» EXERCISE AIM
Please rewrite the entries that begin at the line containing "Q: Pick out each instance of the brick" and run through the last of them, replacing "single pin" with "single dot" and leaving everything else unchanged.

» DATA FOR PROCESSING
◇ ◇ ◇

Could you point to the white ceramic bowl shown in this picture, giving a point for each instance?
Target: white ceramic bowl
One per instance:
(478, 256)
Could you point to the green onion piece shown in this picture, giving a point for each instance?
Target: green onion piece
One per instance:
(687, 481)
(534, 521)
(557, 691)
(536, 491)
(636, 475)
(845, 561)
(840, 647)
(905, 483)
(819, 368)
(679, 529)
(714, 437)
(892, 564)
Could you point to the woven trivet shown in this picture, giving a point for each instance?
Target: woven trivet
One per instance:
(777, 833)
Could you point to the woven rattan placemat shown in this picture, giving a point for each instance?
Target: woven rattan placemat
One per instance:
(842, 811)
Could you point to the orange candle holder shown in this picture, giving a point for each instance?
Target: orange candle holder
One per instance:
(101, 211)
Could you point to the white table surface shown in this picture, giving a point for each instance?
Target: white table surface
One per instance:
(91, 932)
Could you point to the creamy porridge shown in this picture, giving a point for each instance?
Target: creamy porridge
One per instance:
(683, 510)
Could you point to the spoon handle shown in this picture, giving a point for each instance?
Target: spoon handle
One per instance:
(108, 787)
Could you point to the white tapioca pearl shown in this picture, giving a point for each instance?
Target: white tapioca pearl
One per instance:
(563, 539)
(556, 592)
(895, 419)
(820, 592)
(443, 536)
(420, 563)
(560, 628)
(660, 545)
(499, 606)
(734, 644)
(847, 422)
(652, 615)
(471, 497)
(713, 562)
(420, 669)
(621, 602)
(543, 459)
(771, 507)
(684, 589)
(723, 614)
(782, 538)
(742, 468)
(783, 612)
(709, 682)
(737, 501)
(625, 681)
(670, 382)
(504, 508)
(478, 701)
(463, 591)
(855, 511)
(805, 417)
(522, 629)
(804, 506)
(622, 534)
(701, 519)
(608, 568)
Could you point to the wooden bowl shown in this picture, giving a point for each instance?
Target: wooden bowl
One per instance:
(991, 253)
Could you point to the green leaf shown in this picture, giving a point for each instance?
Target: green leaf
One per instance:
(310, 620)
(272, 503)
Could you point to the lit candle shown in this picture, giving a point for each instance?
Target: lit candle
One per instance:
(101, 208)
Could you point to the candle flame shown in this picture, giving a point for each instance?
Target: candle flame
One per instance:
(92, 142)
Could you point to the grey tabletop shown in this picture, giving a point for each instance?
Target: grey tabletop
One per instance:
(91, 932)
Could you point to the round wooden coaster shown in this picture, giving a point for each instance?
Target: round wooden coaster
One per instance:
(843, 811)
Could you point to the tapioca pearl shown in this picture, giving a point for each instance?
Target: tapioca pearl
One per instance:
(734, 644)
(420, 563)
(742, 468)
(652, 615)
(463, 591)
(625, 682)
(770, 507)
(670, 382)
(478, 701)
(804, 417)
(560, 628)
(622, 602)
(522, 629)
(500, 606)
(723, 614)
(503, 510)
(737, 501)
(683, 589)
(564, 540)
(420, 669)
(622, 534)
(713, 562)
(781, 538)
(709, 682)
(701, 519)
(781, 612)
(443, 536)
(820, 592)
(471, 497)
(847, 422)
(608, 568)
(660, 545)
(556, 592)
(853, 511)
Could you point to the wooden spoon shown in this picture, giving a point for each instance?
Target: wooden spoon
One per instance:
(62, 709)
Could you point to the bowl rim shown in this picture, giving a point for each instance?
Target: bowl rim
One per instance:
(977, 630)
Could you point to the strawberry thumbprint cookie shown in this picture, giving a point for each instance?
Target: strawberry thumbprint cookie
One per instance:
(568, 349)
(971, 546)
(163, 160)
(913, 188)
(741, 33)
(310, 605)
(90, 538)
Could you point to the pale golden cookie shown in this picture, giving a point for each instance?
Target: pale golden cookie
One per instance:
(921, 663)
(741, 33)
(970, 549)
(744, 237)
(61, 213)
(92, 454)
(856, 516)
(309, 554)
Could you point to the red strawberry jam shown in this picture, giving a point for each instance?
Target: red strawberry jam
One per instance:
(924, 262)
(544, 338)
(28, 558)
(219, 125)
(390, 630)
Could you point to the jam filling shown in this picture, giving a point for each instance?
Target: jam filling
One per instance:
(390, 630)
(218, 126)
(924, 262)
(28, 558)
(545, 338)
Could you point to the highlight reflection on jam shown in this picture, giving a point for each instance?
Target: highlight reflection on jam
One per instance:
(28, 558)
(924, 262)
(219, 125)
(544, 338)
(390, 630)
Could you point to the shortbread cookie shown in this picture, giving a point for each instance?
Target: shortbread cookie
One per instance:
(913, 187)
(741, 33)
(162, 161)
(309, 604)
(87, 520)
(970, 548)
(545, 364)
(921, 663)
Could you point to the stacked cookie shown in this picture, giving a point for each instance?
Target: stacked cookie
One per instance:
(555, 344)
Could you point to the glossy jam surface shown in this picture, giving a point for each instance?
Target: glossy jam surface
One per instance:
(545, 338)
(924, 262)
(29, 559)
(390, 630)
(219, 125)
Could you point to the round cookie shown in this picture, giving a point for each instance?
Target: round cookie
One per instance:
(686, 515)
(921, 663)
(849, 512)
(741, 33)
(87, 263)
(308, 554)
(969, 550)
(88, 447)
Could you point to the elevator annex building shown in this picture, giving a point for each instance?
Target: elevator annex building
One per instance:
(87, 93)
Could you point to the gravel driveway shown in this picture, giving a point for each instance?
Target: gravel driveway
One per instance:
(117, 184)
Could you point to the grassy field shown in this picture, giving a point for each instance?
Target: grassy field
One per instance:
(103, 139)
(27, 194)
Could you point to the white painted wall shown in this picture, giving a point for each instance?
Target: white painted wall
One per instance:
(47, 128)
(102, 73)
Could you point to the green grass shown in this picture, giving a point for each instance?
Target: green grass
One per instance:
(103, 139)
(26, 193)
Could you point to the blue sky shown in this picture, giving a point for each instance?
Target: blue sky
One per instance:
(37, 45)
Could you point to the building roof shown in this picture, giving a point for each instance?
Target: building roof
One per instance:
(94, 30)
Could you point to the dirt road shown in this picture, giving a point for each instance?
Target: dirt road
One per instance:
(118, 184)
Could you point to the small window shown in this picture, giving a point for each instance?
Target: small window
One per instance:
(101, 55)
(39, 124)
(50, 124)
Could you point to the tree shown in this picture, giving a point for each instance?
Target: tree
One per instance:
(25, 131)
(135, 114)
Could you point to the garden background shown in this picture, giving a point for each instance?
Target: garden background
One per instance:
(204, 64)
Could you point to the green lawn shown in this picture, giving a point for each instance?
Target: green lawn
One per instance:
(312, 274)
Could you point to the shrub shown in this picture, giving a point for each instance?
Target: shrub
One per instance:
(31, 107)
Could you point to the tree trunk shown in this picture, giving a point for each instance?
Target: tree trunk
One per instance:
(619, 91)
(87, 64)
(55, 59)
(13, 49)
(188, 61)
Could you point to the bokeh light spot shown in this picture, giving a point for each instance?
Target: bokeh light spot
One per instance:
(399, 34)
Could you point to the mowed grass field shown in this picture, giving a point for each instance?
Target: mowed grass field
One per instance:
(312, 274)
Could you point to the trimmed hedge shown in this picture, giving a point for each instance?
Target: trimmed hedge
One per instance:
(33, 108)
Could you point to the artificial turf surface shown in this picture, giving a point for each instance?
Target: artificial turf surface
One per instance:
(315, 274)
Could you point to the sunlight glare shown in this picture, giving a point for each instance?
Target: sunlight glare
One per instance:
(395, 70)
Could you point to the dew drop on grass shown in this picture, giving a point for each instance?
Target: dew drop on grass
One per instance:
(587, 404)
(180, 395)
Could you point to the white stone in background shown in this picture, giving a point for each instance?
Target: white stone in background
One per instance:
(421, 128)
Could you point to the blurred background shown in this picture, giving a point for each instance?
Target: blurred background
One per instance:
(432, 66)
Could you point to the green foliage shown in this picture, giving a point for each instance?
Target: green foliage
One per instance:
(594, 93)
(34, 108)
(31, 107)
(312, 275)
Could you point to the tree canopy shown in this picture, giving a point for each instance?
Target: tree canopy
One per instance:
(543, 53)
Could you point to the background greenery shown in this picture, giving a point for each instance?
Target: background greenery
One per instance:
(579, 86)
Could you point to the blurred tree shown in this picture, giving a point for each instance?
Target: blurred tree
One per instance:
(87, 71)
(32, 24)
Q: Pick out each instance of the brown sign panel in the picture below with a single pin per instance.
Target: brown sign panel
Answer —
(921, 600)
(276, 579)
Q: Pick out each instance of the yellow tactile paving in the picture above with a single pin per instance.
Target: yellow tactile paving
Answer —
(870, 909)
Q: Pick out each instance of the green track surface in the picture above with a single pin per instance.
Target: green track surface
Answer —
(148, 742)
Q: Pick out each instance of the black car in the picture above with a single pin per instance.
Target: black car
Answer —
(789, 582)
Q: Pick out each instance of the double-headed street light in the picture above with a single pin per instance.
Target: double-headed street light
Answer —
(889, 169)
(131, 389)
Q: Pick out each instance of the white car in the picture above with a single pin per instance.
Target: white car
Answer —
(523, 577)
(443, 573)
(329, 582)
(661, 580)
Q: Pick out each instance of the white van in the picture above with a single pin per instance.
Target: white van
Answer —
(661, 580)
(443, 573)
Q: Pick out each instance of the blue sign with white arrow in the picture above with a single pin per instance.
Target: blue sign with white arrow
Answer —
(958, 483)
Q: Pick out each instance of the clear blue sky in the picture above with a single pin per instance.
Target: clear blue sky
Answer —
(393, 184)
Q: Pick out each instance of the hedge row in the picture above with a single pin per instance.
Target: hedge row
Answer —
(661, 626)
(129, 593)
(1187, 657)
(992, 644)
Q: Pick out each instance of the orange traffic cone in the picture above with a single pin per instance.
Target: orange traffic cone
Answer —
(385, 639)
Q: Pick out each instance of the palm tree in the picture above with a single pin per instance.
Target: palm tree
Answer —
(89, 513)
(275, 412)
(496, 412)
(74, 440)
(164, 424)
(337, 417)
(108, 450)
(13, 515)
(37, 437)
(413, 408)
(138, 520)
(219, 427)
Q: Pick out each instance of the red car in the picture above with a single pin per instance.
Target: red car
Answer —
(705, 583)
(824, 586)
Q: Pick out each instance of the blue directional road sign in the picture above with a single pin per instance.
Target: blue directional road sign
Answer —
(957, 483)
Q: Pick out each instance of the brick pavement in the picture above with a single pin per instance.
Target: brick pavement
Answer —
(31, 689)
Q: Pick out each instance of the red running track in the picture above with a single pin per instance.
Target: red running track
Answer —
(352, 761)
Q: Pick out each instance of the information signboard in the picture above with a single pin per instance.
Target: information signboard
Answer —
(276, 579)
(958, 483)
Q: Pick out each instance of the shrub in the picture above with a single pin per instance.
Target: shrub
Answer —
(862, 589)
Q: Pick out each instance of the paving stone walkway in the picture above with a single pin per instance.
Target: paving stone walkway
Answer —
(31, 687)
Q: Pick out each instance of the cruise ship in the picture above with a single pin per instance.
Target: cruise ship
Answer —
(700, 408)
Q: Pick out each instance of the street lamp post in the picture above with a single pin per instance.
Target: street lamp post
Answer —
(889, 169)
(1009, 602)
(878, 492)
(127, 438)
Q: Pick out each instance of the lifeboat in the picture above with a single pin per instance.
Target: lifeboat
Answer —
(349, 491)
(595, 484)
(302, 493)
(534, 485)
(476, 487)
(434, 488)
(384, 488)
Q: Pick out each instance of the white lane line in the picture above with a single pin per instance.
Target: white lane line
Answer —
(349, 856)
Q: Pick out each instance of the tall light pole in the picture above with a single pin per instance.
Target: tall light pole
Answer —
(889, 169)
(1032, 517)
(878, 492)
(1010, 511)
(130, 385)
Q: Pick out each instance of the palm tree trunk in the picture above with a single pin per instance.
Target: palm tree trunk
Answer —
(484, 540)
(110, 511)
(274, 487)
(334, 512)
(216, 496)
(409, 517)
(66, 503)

◇ ◇ ◇

» RESULT OF THE TASK
Q: Pick out each instance of the brick pavement in the picture above with a single dot per instance.
Target: brick pavement
Answer —
(31, 689)
Q: Pick out each instance of the red running track in the picture above with a single dot per instance.
Target: red running track
Answer —
(352, 761)
Q: Pick out each instance of the information signboard in the picture above with a single dot per instance.
Target: information signboard
Answer —
(276, 579)
(958, 483)
Q: Pick out each instance of the shrub in the picture above with a single dot per instance.
Target: shrub
Answer —
(862, 589)
Q: Pick out each instance of the paving stone walkway in the picture above with a single dot per instance.
Target: paving stone walkway
Answer —
(31, 687)
Q: Pick out each instance of the cruise ship in the picture above with a single dot per instance.
Target: cruise ship
Answer —
(700, 408)
Q: Pick out each instance of the street lamp post in the picture above with a single dot per instance.
Target: street lamp post
Answer —
(889, 169)
(1009, 602)
(878, 492)
(127, 438)
Q: Pick out each instance of the lifeboat in the picture above with a single dot per instance.
Target: lifeboat
Answer —
(349, 491)
(595, 484)
(302, 493)
(534, 485)
(476, 487)
(434, 488)
(384, 488)
Q: Pick out each instance of the white lane line in the picture above with a single dot per instance.
Target: white lane line
Answer —
(349, 856)
Q: Pick out each instance of the tall light pole in the picture above with a single dot per instance.
Target: tall light pole
Answer —
(889, 169)
(1032, 517)
(878, 492)
(1010, 511)
(130, 385)
Q: Pick out each instance of the palm tree trunk in the picture above with a single dot per instance.
Target: palm tree trunk
Answer —
(484, 540)
(110, 511)
(274, 487)
(334, 512)
(216, 496)
(409, 517)
(66, 503)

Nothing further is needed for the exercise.